## Aim of the task
Please reproduce every line, starting at the one containing "Task: annotate the child's" and ending at the last line of the records. Shift each x and y coordinate in the answers up by 3 and leave all else as is.

--- begin Data shown ---

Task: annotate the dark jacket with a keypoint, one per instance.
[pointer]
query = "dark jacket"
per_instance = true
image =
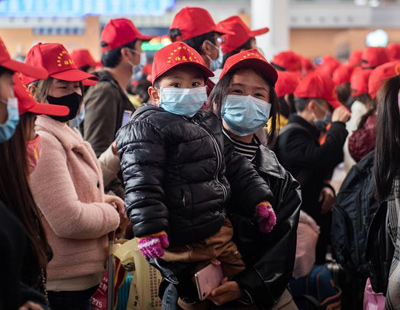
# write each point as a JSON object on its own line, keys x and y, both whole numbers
{"x": 16, "y": 288}
{"x": 363, "y": 140}
{"x": 299, "y": 151}
{"x": 270, "y": 257}
{"x": 105, "y": 104}
{"x": 179, "y": 173}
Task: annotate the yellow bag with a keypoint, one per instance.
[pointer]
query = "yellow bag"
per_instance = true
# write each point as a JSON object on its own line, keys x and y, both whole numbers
{"x": 143, "y": 293}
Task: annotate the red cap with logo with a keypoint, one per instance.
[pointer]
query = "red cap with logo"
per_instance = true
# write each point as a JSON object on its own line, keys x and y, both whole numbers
{"x": 177, "y": 54}
{"x": 394, "y": 51}
{"x": 342, "y": 74}
{"x": 328, "y": 65}
{"x": 287, "y": 83}
{"x": 26, "y": 103}
{"x": 242, "y": 33}
{"x": 319, "y": 86}
{"x": 16, "y": 66}
{"x": 251, "y": 59}
{"x": 359, "y": 81}
{"x": 380, "y": 74}
{"x": 83, "y": 58}
{"x": 306, "y": 65}
{"x": 373, "y": 57}
{"x": 287, "y": 61}
{"x": 193, "y": 22}
{"x": 355, "y": 58}
{"x": 56, "y": 60}
{"x": 121, "y": 31}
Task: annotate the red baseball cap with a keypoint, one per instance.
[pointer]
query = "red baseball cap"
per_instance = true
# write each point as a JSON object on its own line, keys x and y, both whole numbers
{"x": 394, "y": 51}
{"x": 287, "y": 83}
{"x": 373, "y": 57}
{"x": 380, "y": 74}
{"x": 16, "y": 66}
{"x": 242, "y": 33}
{"x": 288, "y": 61}
{"x": 306, "y": 65}
{"x": 316, "y": 85}
{"x": 56, "y": 60}
{"x": 193, "y": 22}
{"x": 121, "y": 31}
{"x": 355, "y": 58}
{"x": 26, "y": 103}
{"x": 328, "y": 65}
{"x": 342, "y": 74}
{"x": 359, "y": 81}
{"x": 251, "y": 59}
{"x": 83, "y": 58}
{"x": 177, "y": 54}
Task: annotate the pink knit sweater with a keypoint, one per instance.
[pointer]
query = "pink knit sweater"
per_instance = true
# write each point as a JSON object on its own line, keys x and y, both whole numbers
{"x": 67, "y": 185}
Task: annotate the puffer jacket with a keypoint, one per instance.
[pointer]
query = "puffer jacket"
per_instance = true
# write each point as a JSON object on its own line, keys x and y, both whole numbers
{"x": 179, "y": 173}
{"x": 269, "y": 258}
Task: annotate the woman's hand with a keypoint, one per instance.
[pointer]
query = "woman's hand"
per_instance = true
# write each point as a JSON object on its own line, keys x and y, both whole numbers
{"x": 29, "y": 305}
{"x": 118, "y": 204}
{"x": 227, "y": 291}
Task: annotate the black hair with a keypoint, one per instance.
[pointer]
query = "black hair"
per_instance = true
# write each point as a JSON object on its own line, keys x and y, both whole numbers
{"x": 196, "y": 42}
{"x": 221, "y": 90}
{"x": 112, "y": 58}
{"x": 141, "y": 89}
{"x": 245, "y": 46}
{"x": 284, "y": 107}
{"x": 387, "y": 151}
{"x": 343, "y": 92}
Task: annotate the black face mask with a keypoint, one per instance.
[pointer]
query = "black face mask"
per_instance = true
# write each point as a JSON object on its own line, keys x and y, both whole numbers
{"x": 72, "y": 101}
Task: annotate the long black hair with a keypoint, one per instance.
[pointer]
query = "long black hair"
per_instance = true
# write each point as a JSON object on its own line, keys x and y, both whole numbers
{"x": 387, "y": 154}
{"x": 221, "y": 90}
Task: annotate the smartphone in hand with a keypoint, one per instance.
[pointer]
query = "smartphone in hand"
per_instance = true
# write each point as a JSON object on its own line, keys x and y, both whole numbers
{"x": 208, "y": 279}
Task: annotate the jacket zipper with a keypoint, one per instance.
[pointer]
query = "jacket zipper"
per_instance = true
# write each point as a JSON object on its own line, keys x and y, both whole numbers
{"x": 219, "y": 159}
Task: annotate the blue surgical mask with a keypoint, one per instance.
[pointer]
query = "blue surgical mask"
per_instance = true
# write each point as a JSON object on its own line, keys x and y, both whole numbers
{"x": 8, "y": 128}
{"x": 216, "y": 64}
{"x": 321, "y": 124}
{"x": 75, "y": 122}
{"x": 245, "y": 114}
{"x": 183, "y": 101}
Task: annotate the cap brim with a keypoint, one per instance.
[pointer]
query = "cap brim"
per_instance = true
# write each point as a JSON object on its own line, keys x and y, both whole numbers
{"x": 270, "y": 73}
{"x": 255, "y": 33}
{"x": 334, "y": 103}
{"x": 74, "y": 75}
{"x": 145, "y": 38}
{"x": 37, "y": 73}
{"x": 222, "y": 30}
{"x": 49, "y": 109}
{"x": 89, "y": 82}
{"x": 208, "y": 73}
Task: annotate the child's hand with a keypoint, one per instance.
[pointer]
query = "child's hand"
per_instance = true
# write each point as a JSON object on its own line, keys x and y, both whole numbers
{"x": 266, "y": 217}
{"x": 153, "y": 246}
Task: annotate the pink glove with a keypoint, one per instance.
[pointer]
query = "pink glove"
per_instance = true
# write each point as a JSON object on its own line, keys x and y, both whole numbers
{"x": 266, "y": 217}
{"x": 153, "y": 246}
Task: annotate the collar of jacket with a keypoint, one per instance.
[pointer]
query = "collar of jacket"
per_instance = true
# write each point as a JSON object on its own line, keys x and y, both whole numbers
{"x": 266, "y": 162}
{"x": 295, "y": 118}
{"x": 68, "y": 137}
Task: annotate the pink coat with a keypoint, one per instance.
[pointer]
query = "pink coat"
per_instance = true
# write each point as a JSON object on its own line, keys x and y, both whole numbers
{"x": 67, "y": 185}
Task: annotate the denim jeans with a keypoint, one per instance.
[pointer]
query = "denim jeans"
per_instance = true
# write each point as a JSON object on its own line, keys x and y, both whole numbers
{"x": 79, "y": 300}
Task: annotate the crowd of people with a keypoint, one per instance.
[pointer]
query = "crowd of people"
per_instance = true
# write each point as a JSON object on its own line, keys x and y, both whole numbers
{"x": 208, "y": 155}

--- end Data shown ---

## Exercise response
Task: annotate the child's hand with a keypoint, one per instance.
[pointer]
query = "child's hand"
per_instance = true
# write each point as a JSON object on its own line, keys x and y, both whole numbers
{"x": 269, "y": 220}
{"x": 156, "y": 249}
Task: annotate the pink glove with a keypoint, one per instance.
[pointer]
query = "pink glove"
per_instance = true
# write each point as a JSON object on its own line, keys x and y, both whole numbers
{"x": 269, "y": 220}
{"x": 156, "y": 249}
Task: annotate the collar of jacket with a keypoint, one per instance.
[pointer]
query = "collar of jacket"
per_instance = true
# write each point as a JSON object on its own line, keys x and y, both whole numbers
{"x": 269, "y": 165}
{"x": 298, "y": 121}
{"x": 71, "y": 140}
Task: annotate the pink coat with a keypoint, one per instance.
[pointer]
query = "pink coat"
per_instance = true
# write each point as a JSON object on its own line, keys x and y, both whole numbers
{"x": 70, "y": 188}
Task: annotate the denim jeans with a keypoint, one per instance.
[pointer]
query = "denim jeans"
per_instance = true
# write each point as a JSON object on its own line, keys x and y, both whole numbers
{"x": 82, "y": 303}
Task: annotate the crowd of people with a keypoint, one per instance.
[pointer]
query = "crowd of people"
per_instance = true
# write each point as a JSON object on its own line, keys x and y, both whole numbers
{"x": 211, "y": 158}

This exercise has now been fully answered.